- **WHAT IS BEING ASKED**:
Without any omission, reproduce the records that follow.

Point-per-instance localization data
=-=-=
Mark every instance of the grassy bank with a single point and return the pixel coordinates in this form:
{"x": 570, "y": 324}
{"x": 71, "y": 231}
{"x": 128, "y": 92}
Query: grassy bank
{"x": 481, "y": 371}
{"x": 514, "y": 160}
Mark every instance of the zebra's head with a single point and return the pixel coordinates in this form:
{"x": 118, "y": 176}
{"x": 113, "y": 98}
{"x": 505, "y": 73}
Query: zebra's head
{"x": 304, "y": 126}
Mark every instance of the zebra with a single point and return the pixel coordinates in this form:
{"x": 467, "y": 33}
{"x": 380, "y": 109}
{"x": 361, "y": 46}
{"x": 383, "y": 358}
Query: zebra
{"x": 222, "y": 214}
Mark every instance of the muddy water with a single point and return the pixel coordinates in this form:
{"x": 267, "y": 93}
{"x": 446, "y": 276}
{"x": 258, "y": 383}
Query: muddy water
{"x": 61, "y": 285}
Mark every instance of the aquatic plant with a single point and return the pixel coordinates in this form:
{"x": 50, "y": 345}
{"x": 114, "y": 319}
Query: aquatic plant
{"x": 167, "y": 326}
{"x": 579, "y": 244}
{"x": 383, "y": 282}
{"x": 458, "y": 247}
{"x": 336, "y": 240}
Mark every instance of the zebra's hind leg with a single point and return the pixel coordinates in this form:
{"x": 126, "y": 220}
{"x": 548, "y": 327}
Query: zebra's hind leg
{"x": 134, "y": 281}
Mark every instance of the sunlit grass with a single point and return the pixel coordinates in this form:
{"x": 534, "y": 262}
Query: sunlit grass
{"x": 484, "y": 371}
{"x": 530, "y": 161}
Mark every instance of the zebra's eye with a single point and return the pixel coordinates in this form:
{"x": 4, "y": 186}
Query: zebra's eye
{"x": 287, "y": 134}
=-=-=
- **PROBLEM SOLUTION**:
Mark every instance of the grassy bank with a single point and return the pixel coordinates in this form:
{"x": 570, "y": 324}
{"x": 71, "y": 231}
{"x": 128, "y": 92}
Query: grassy bank
{"x": 481, "y": 371}
{"x": 514, "y": 160}
Mark every instance of the zebra's head with a single point and return the pixel coordinates in this form:
{"x": 118, "y": 176}
{"x": 113, "y": 98}
{"x": 505, "y": 73}
Query: zebra's head
{"x": 304, "y": 126}
Mark every instance of the zebra with a single point and return the pixel coordinates in this form:
{"x": 467, "y": 33}
{"x": 380, "y": 109}
{"x": 361, "y": 46}
{"x": 383, "y": 358}
Query: zebra
{"x": 222, "y": 214}
Mark every instance of the muddy water with a single point and return the pixel coordinates in this form:
{"x": 267, "y": 93}
{"x": 446, "y": 276}
{"x": 258, "y": 383}
Query: muddy water
{"x": 61, "y": 285}
Mark every instance of the aquatic plant with a single point and return the pixel coordinates in this form:
{"x": 50, "y": 345}
{"x": 114, "y": 319}
Query: aquatic plant
{"x": 167, "y": 326}
{"x": 579, "y": 244}
{"x": 383, "y": 282}
{"x": 458, "y": 247}
{"x": 336, "y": 240}
Mark every instance of the zebra's hind leg with a single point and return the pixel coordinates in this form:
{"x": 126, "y": 220}
{"x": 548, "y": 327}
Query: zebra's hind leg
{"x": 134, "y": 281}
Mark every instance of the sunlit grass with a single point and return the pixel coordinates in this form:
{"x": 534, "y": 262}
Query: sunlit grass
{"x": 484, "y": 371}
{"x": 530, "y": 161}
Mark every instance of the zebra's eye with a single point and return the pixel coordinates in this form:
{"x": 4, "y": 186}
Query: zebra's eye
{"x": 287, "y": 134}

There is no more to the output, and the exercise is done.